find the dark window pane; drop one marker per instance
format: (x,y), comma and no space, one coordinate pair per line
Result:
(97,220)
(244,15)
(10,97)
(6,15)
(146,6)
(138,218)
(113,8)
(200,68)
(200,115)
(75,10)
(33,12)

· · ·

Copy out the entries above, putting "shaded" in place of "dark" and changing nothing else.

find the shaded window pane; drop one marker per instance
format: (x,y), comma and no space, one coordinate pair per line
Result:
(97,220)
(244,15)
(10,97)
(6,15)
(146,6)
(138,218)
(113,8)
(200,68)
(200,115)
(75,10)
(33,12)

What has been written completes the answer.